We tend to think of the skeleton as an inert frame, but it is actually dynamic, living tissue. Bone cells are constantly breaking down the old and building up the new in a process called bone remodeling. But when the breakdown exceeds the build-up, bones get weaker. If the imbalance is severe, it’s called osteoporosis, which affects 54 million people in the U.S. One in two women and one in five men over age 50 will break a bone as the result of decreased bone health, according to the National Osteoporosis Foundation. The spine, hips, and wrists are most prone to fractures.
Exercise is part of the treatment. That’s because bones adapt to the demands placed on them. When you lift something, or hold yourself upright, your muscles pull on their bony attachments. Higher levels of this activity cause more production of new bone cells, which results in a stronger structure; less activity leads to slower production and a weaker structure.
Two types of movement can increase bone strength. The first is weight-bearing activity — including walking. The second is strength training.

** Aim of the task **
Reproduce the passage on bone health word for word, from "We tend to think" up to and including "prone to fractures.".

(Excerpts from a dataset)

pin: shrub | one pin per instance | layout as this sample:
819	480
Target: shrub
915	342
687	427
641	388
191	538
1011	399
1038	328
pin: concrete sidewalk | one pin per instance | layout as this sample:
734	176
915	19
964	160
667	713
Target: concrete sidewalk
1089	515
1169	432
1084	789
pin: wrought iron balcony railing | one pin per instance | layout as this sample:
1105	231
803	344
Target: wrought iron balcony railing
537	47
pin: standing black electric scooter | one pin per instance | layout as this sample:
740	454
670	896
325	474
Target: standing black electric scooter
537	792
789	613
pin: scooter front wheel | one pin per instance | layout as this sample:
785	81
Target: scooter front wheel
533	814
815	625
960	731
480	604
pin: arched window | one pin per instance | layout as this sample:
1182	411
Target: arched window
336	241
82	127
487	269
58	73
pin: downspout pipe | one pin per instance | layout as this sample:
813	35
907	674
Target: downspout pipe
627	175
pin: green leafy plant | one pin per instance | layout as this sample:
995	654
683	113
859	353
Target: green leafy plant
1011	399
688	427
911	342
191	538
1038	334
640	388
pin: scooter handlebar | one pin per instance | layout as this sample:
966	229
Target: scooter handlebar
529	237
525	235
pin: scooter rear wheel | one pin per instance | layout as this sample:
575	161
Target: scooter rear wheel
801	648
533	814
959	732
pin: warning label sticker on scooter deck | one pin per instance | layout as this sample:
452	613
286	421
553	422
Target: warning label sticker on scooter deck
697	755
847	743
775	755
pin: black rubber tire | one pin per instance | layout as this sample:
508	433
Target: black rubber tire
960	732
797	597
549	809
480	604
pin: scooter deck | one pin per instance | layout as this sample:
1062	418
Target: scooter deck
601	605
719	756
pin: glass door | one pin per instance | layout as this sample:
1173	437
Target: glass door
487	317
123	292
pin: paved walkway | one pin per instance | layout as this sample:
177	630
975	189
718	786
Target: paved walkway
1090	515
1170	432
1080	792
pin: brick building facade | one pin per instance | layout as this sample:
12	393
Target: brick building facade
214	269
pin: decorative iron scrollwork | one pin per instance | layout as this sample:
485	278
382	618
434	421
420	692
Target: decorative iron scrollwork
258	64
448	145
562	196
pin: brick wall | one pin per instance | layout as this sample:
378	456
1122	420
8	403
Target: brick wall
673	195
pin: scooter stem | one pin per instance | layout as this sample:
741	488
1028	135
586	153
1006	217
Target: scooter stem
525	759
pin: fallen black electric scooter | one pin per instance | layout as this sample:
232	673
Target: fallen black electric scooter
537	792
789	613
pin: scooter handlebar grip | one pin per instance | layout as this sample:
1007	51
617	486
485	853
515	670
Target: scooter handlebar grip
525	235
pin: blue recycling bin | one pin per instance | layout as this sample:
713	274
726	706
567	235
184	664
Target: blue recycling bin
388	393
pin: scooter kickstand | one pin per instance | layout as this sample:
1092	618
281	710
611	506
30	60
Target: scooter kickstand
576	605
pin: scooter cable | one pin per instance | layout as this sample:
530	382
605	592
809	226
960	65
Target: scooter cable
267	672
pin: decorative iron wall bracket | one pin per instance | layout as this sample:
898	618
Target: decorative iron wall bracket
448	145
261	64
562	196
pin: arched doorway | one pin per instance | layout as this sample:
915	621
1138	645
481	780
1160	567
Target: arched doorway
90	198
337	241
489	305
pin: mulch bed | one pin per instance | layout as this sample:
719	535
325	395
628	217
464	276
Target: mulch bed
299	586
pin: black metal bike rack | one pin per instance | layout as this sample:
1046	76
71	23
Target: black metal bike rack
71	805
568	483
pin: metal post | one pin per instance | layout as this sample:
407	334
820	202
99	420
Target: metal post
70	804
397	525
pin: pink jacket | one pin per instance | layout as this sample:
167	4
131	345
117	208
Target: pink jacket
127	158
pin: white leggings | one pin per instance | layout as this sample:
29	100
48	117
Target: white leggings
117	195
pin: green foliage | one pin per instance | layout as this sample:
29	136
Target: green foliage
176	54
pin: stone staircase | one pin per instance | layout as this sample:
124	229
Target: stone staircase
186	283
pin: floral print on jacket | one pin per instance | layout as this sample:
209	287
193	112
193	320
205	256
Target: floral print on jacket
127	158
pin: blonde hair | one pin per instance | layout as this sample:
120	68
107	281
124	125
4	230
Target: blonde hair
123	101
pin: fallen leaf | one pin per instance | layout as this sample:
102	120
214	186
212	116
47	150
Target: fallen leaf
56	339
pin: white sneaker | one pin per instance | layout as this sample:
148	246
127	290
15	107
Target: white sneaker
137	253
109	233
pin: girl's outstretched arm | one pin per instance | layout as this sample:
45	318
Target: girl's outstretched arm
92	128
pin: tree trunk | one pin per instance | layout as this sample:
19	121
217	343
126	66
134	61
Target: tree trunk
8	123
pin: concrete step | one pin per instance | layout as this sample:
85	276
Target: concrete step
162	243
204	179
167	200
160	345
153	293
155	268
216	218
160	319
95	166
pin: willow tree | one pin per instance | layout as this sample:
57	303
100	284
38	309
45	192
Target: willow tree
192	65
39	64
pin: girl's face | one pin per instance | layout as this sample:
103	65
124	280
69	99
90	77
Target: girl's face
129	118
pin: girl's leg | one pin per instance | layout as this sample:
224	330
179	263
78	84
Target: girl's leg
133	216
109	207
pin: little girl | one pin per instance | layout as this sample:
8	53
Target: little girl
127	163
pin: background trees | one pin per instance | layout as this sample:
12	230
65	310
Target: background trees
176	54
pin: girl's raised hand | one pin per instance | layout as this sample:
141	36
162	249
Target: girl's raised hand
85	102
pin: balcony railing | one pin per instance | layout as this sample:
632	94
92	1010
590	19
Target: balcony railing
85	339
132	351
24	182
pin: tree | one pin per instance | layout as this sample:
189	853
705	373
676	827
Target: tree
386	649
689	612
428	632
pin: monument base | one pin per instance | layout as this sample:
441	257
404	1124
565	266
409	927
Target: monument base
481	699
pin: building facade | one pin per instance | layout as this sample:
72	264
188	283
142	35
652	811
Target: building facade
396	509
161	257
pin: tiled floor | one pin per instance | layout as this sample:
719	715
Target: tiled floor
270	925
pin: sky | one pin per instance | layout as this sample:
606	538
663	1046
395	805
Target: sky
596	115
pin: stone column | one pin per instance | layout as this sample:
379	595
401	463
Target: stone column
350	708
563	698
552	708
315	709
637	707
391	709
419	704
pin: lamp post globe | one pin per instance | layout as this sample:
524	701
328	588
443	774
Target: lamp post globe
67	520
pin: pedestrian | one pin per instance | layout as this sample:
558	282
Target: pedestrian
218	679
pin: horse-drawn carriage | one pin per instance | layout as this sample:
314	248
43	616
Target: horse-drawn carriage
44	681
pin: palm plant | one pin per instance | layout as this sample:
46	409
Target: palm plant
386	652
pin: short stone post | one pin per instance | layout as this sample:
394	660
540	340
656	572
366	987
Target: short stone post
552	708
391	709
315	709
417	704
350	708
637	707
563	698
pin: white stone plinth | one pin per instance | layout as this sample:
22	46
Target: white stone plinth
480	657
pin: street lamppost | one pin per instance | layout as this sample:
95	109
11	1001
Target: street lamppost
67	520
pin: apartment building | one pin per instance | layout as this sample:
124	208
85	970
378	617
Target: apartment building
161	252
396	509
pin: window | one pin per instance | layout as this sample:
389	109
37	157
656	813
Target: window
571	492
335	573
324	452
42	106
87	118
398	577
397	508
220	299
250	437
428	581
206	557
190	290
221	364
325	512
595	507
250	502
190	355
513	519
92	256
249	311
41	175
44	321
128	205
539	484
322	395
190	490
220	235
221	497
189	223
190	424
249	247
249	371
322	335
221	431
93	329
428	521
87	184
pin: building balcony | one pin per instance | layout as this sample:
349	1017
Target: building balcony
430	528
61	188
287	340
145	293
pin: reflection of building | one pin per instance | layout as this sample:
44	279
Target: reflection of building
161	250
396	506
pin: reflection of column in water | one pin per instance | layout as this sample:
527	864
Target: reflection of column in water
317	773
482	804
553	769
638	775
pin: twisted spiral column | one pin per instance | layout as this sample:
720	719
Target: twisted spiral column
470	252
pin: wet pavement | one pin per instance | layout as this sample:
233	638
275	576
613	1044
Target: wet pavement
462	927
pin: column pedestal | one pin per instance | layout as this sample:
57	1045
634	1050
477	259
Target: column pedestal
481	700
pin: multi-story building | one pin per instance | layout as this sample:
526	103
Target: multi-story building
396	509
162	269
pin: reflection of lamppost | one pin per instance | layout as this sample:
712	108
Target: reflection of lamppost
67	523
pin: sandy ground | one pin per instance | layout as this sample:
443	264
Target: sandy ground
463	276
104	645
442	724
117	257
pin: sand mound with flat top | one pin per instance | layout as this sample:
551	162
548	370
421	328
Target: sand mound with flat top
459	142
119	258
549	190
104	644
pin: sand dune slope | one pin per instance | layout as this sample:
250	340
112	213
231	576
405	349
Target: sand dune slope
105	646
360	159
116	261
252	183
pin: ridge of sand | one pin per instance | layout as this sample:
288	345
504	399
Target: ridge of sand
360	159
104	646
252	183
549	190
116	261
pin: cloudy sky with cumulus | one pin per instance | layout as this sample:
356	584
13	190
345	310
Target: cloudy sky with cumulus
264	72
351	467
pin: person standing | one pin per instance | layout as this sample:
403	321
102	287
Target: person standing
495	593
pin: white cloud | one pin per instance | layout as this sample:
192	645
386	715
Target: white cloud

** The completed task **
We tend to think of the skeleton as an inert frame, but it is actually dynamic, living tissue. Bone cells are constantly breaking down the old and building up the new in a process called bone remodeling. But when the breakdown exceeds the build-up, bones get weaker. If the imbalance is severe, it’s called osteoporosis, which affects 54 million people in the U.S. One in two women and one in five men over age 50 will break a bone as the result of decreased bone health, according to the National Osteoporosis Foundation. The spine, hips, and wrists are most prone to fractures.